* start RAW DATA *

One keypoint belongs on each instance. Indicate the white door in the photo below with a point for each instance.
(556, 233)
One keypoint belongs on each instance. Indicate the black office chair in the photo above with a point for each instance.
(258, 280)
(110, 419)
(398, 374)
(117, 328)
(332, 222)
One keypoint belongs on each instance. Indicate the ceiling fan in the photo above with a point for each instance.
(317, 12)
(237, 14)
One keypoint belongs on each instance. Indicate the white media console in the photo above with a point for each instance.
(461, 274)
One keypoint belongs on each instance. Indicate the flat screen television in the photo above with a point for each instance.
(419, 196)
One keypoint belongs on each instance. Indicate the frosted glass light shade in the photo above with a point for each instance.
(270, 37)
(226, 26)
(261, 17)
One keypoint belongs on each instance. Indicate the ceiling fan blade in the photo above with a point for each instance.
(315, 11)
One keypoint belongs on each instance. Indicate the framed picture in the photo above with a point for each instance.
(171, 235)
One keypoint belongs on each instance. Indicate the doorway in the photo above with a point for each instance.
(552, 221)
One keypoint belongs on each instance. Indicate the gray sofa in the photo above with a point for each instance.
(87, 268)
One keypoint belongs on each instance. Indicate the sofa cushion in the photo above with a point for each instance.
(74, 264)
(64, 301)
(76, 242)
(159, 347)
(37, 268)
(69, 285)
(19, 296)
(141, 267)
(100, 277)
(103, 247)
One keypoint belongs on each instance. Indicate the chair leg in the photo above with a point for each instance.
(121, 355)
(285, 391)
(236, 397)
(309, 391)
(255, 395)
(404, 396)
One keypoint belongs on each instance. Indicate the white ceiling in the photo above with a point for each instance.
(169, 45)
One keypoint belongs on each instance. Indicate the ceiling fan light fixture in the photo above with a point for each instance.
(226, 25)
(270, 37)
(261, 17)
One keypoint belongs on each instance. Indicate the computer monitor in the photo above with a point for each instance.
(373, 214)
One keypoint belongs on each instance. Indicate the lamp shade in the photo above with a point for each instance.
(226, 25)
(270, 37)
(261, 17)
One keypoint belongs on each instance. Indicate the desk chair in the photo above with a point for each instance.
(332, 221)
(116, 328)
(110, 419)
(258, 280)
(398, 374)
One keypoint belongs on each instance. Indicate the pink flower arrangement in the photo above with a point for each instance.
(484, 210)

* end RAW DATA *

• **PROBLEM TO SOLVE**: Copy word for word the rows starting at the line that contains "One keypoint belongs on each instance. Indicate the desk" and ending at the final line of the rows.

• **ANSWER TO THE TASK**:
One keypoint belongs on each instance. Indicate the desk chair in the photo above with a point for each instance.
(332, 221)
(116, 328)
(110, 419)
(258, 280)
(398, 374)
One keypoint belongs on each instance. Indicate the pink flower arrangement in the photo above with a point for each instance.
(484, 210)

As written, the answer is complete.